**À réaliser**.
• A. Reproduisez le passage de l'entretien commençant par « Dans la mémoire » et se poursuivant jusqu'à « qu’elle se présente. ».
• B. D'après l'entretien, après quel film la personne interrogée a-t-elle refusé beaucoup de propositions ?

Dans la mémoire collective, les temps forts de votre carrière, ce sont les années 1980. «À bout de souffle made in USA», «La Femme publique» d'Andrzej Zulawski, «L'Année des Méduses», multirediffusé en télé, «La gitane» et ses millions d'entrées, le Festival de Cannes 1984, une nomination aux César... Quel regard portez-vous sur cette période ?

J'ai eu une chance inouïe de vivre cela, ça a été énorme, le succès, la médiatisation... En fait, quand on démarre ce métier très jeune, on ne peut pas se permettre d’hésiter : la chance, il faut la saisir au vol dès qu’elle se présente.

Quand on démarre ce métier très jeune, on ne peut pas se permettre d'hésiter.

Ça a été fulgurant parfois, pas si facile psychologiquement. Ça m’a un peu atteinte à l’époque et j’ai désiré prendre du recul. J’ai alors refusé beaucoup de propositions après «L’Année des Méduses» de Christopher Franck. Je porte cependant un regard très bienveillant sur la petite Valérie des années 1980 !

À cette époque, la tradition et l’usage voulaient qu'aucune actrice ne puisse vraiment faire carrière sans se déshabiller. Est-ce que #Me Too est passé par là depuis ?

De la séduction, de la nudité, de l'érotisme, de la sensualité : il y en a toujours eu dans le cinéma et il y en aura toujours. Après c'est le degré et si l'histoire s'y prête... Il peut y avoir une scène d'amour, ça peut faire partie du scénario mais on n'est pas obligé de faire de la surenchère... Il ne faut pas oublier que tout ça arrivait après la révolution sexuelle des années 1970 ; c'était aussi une manière de rejeter l'ordre bourgeois, de reprendre possession de son corps... La différence aussi - ne l’oublions pas et ne mélangeons pas tout - réside dans le fait que #Mee Too s’adresse au harcèlement en général, dans le milieu du cinéma comme ailleurs ; et pas envers les actrices (ou acteurs !) qui consentent et acceptent un rôle dénudé en toutes connaissances de cause.

Jean-Jacques Beineix a révélé, dans l'une de ses dernières interviews, avoir écrit «37°2 le matin» pour… Valérie Kaprisky et Gérard Lanvin ?!

**Lignes répertoriées**.

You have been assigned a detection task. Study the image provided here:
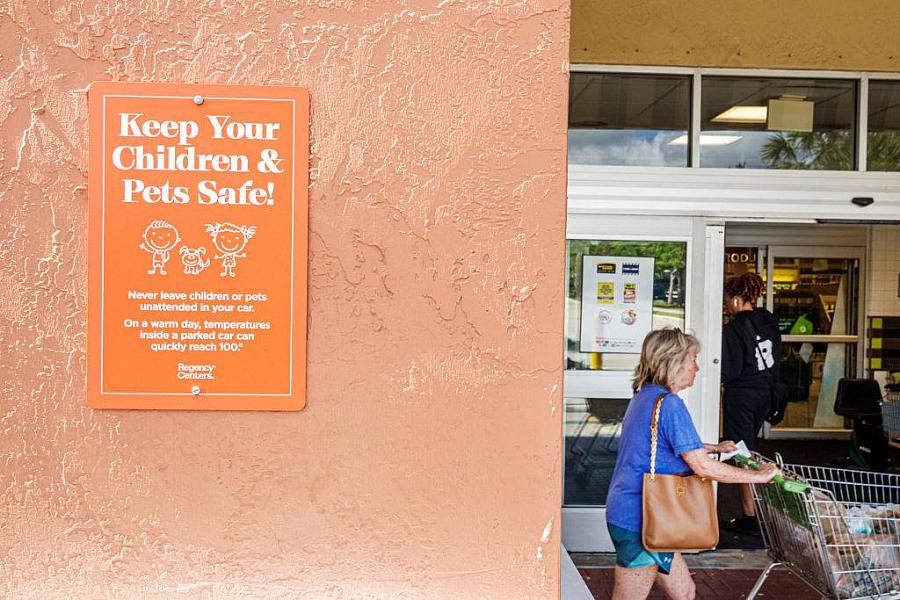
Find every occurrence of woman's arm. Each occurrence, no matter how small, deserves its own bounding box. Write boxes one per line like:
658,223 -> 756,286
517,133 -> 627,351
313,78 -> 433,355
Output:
703,440 -> 737,452
681,448 -> 781,483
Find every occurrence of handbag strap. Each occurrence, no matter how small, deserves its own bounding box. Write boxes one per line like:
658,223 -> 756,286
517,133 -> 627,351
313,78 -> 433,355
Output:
650,392 -> 668,481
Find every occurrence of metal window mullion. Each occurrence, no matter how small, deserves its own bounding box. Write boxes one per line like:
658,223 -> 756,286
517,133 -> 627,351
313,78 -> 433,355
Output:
856,73 -> 869,172
688,69 -> 701,169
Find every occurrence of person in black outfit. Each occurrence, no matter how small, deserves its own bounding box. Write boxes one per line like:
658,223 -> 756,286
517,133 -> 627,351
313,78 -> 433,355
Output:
722,273 -> 781,533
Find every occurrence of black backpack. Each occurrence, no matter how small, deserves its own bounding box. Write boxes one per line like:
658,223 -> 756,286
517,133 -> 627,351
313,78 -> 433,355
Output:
743,319 -> 788,425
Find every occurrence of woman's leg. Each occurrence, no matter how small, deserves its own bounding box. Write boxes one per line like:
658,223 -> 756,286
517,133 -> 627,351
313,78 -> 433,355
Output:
612,565 -> 658,600
652,552 -> 696,600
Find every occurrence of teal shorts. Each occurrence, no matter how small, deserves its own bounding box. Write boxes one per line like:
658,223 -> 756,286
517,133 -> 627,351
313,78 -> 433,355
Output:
606,523 -> 675,575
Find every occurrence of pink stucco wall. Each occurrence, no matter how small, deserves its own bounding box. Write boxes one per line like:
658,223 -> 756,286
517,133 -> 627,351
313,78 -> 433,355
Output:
0,0 -> 569,599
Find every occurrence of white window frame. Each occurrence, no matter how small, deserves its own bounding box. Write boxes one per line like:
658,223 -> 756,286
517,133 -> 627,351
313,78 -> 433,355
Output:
569,63 -> 900,173
568,64 -> 900,223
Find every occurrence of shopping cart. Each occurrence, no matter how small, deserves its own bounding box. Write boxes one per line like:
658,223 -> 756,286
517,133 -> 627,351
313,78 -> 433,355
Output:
735,453 -> 900,600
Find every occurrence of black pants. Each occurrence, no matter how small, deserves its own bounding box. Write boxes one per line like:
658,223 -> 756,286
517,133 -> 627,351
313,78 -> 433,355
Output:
722,385 -> 772,450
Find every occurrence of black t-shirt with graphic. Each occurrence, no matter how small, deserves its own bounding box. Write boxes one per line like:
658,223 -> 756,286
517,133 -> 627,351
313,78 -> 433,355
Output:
722,308 -> 781,387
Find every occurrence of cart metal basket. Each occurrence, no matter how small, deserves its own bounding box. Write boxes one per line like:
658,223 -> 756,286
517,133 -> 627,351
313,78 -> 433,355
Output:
741,453 -> 900,600
881,386 -> 900,439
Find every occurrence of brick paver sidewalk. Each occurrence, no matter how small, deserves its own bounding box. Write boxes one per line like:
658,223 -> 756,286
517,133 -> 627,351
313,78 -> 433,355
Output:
578,567 -> 822,600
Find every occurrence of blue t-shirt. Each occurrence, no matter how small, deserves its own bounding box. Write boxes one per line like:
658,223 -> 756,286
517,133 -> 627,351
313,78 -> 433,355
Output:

**Réponses attendues**.
• A.
Dans la mémoire collective, les temps forts de votre carrière, ce sont les années 1980. «À bout de souffle made in USA», «La Femme publique» d'Andrzej Zulawski, «L'Année des Méduses», multirediffusé en télé, «La gitane» et ses millions d'entrées, le Festival de Cannes 1984, une nomination aux César... Quel regard portez-vous sur cette période ?

J'ai eu une chance inouïe de vivre cela, ça a été énorme, le succès, la médiatisation... En fait, quand on démarre ce métier très jeune, on ne peut pas se permettre d’hésiter : la chance, il faut la saisir au vol dès qu’elle se présente.

• B. Après « L'Année des Méduses » de Christopher Franck.